BEGIN Material supplied

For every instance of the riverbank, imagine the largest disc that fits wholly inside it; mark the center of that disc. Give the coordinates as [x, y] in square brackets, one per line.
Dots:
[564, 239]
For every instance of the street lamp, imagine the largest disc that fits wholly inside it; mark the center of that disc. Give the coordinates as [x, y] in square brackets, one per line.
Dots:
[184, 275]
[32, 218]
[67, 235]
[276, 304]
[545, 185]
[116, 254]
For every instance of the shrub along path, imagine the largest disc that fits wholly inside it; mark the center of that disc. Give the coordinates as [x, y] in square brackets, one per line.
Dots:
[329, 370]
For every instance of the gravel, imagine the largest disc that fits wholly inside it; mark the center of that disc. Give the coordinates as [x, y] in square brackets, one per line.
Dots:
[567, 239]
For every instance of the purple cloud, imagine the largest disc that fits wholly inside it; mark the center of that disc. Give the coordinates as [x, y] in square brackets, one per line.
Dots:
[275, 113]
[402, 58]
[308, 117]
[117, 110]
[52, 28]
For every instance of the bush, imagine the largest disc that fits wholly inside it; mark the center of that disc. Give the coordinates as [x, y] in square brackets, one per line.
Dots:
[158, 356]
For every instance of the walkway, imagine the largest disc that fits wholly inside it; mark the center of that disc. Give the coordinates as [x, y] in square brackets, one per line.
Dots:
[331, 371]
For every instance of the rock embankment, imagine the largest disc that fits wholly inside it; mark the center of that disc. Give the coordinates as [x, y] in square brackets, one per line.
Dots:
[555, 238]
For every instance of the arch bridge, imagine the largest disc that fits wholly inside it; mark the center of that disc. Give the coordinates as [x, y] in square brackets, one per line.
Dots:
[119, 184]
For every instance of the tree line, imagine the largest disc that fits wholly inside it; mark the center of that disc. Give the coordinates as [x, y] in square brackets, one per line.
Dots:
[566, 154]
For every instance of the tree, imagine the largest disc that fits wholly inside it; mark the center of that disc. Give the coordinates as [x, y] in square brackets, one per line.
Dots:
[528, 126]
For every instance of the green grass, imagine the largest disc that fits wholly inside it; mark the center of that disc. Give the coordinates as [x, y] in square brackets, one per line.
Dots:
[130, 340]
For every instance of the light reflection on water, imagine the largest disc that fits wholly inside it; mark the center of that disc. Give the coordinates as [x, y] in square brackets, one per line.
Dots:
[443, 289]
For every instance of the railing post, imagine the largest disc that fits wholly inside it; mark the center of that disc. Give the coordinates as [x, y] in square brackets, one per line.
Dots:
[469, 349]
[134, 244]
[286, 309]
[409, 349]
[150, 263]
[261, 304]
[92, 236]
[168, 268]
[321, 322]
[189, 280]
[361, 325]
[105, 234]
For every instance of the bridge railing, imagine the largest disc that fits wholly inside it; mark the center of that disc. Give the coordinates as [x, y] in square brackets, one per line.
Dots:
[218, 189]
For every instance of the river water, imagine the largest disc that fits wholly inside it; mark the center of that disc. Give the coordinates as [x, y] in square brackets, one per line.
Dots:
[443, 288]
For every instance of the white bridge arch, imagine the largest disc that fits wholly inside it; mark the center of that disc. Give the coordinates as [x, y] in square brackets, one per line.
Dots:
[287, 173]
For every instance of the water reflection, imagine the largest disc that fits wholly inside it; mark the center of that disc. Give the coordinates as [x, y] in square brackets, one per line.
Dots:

END Material supplied

▶ _Exercise description_
Repeat only the stretch of lines that begins at the line containing "For every instance of the river water, imagine" and ends at the last line above, both included.

▶ _Right answer_
For every instance of the river water, imagine the largest disc that fits wholly inside it; mark the center of that disc. Give the coordinates as [x, y] in square brackets, one per line.
Dots:
[443, 288]
For every instance of the white bridge arch, imagine the largest disc that fits wholly inside it; mark the center of that disc. Give the coordinates as [x, y] in square brackets, one per line.
Dots:
[287, 173]
For every instance of the water reflection, imagine the largest disc that fits wholly inside it; mark the center of that disc. Give the coordinates as [x, y] in square brackets, one per line.
Dots:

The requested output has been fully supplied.